GOAL: Render everything from the row containing "Pin the coniferous" down to the last of the rows as a numbered list, leaving out any blank lines.

PROVIDED DATA:

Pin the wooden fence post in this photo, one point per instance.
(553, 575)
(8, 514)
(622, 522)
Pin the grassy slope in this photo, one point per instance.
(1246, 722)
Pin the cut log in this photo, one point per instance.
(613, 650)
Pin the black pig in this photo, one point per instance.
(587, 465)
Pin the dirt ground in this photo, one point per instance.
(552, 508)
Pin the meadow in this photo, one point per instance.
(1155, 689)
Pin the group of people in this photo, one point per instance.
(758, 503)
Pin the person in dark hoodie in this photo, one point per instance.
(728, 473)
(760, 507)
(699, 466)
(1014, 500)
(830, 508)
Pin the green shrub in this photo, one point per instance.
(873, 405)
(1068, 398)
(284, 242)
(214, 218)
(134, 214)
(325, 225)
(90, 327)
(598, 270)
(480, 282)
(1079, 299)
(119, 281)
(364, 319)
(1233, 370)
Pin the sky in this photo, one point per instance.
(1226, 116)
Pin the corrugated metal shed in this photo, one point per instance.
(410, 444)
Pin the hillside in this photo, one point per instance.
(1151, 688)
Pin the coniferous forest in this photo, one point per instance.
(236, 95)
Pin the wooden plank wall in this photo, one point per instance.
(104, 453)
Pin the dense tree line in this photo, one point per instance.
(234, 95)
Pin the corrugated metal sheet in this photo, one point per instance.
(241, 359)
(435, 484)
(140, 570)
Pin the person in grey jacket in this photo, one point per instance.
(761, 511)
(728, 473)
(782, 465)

RESULT FOR THIS TASK:
1. Pin the coniferous forest in this photo, one point per instance.
2. (236, 95)
3. Pin the wooden plank wall in this photo, one point per instance.
4. (104, 453)
5. Pin the dense tree line in this photo, one point per instance.
6. (234, 95)
7. Pin the corrugated metal sheet in this photo, one point per instance.
8. (241, 359)
9. (435, 484)
10. (140, 570)
11. Pin the person in grey jacket in this photo, one point per instance.
12. (761, 511)
13. (728, 473)
14. (782, 465)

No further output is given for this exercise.